▸ CONSIGNE A:
D'après le passage du texte, de qui provient l'expression « crétins diplômés » ?
▸ CONSIGNE B:
Renvoyez, telles quelles, toutes les lignes qui contiennent la chaîne « cooper ».

▸ PASSAGE DU TEXTE:
⁂

Bien penser, mal penser… mais en tout cas penser, ce qui est difficile dans un Système qui s'ingénie à nous empêcher de le faire (typiquement l'environnement éducatif, qui formate beaucoup plus de crétins diplômés -pour reprendre une expression d'Emmanuel Todd- qu'il ne forme d'esprits capables de penser par eux-mêmes).

On remarquera -en prolongement de mon commentaire de l'article "Mémoire médiévale"- que pour communiquer avec ses semblables il n'est pas nécessaire de penser -par soi-même, cela va de soi…-, il suffit d'avoir un langage commun purement conventionnel (être conventionnaliste, c'est-à-dire nominaliste, suffit). Les débatteurs en continu des chaînes d'information contenue nous le rappellent en permanence.

⁂

▸ DONNÉES ENREGISTRÉES:
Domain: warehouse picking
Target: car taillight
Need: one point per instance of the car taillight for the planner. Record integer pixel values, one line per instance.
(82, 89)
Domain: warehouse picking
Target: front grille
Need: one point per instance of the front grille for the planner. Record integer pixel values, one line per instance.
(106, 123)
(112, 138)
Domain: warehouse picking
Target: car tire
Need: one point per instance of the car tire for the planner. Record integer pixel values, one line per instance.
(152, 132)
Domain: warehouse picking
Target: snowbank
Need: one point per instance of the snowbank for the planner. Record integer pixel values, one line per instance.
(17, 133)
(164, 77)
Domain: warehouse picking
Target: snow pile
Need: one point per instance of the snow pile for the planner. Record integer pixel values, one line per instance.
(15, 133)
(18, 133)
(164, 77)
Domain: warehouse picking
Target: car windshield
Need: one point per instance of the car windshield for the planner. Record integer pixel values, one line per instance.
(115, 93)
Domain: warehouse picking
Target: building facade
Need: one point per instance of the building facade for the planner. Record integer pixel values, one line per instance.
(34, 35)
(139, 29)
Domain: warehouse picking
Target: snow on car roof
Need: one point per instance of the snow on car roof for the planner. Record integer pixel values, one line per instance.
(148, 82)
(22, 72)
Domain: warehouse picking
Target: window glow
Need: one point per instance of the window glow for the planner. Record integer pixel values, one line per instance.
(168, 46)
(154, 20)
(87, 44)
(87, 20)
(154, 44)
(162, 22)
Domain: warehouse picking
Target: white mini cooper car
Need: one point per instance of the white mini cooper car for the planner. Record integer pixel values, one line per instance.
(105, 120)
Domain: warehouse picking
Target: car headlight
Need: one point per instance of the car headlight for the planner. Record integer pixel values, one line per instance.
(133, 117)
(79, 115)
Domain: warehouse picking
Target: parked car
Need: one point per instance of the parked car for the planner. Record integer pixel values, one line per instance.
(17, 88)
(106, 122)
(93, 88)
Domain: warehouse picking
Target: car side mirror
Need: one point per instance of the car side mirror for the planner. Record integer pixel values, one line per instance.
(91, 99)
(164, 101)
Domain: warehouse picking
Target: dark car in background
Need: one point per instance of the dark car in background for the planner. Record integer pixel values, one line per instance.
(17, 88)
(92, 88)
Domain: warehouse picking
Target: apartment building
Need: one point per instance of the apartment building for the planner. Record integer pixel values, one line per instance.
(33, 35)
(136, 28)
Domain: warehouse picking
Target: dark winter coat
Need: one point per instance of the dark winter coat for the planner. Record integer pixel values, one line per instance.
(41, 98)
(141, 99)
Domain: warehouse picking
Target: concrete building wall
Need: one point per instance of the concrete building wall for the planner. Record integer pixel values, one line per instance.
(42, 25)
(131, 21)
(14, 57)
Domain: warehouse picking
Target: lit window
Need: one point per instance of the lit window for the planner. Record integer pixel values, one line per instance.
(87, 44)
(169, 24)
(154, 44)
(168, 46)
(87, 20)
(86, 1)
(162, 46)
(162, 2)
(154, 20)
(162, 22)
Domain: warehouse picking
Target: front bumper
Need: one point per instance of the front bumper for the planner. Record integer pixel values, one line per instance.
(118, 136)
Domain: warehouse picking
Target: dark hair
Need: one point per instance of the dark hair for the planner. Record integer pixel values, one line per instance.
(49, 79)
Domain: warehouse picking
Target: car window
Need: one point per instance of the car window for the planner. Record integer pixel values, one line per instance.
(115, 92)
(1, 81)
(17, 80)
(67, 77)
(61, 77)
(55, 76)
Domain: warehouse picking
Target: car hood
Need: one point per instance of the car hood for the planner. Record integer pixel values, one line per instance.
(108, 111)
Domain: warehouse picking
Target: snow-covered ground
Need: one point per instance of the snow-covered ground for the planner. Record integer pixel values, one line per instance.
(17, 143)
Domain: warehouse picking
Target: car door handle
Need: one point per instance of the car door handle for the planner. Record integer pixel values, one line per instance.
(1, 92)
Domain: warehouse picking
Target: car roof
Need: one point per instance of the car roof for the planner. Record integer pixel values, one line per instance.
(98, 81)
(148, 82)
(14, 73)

⁂

▸ RÉSULTAT ATTENDU A:
D'Emmanuel Todd.

▸ RÉSULTAT ATTENDU B:
Target: white mini cooper car
Need: one point per instance of the white mini cooper car for the planner. Record integer pixel values, one line per instance.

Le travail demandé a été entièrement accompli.